Records for this exercise:
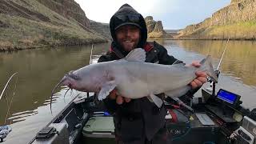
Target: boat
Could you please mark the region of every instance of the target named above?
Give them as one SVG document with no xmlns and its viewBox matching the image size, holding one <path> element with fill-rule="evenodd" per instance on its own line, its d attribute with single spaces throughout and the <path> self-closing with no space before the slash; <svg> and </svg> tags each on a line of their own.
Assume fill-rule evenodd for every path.
<svg viewBox="0 0 256 144">
<path fill-rule="evenodd" d="M 256 109 L 242 106 L 241 96 L 220 89 L 202 89 L 202 97 L 181 98 L 193 110 L 166 98 L 166 127 L 172 143 L 255 144 Z M 30 144 L 114 143 L 113 118 L 94 94 L 74 98 Z"/>
</svg>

Problem details:
Please render these rows as a two-column CSV with the headers request and outline, one line for each row, putting its text and its answer each in a single quoted field with line breaks changed to spaces. Leave the pictures out.

Task result:
request,outline
"Target: boat Could you please mark the region of every instance of the target named above? Give them as one SVG document with no xmlns and its viewBox matching the image size, holding one <path> element with fill-rule=""evenodd"" per instance on its own line, its d attribute with single spaces throughout and the <path> self-closing with no space before the slash; <svg> and </svg> tags each on a line of their own. Assume fill-rule evenodd for every path.","<svg viewBox=""0 0 256 144""> <path fill-rule=""evenodd"" d=""M 256 109 L 242 106 L 241 96 L 220 89 L 202 89 L 202 97 L 181 98 L 193 110 L 166 98 L 166 127 L 172 143 L 255 144 Z M 30 144 L 114 143 L 113 118 L 94 94 L 74 98 Z""/> </svg>"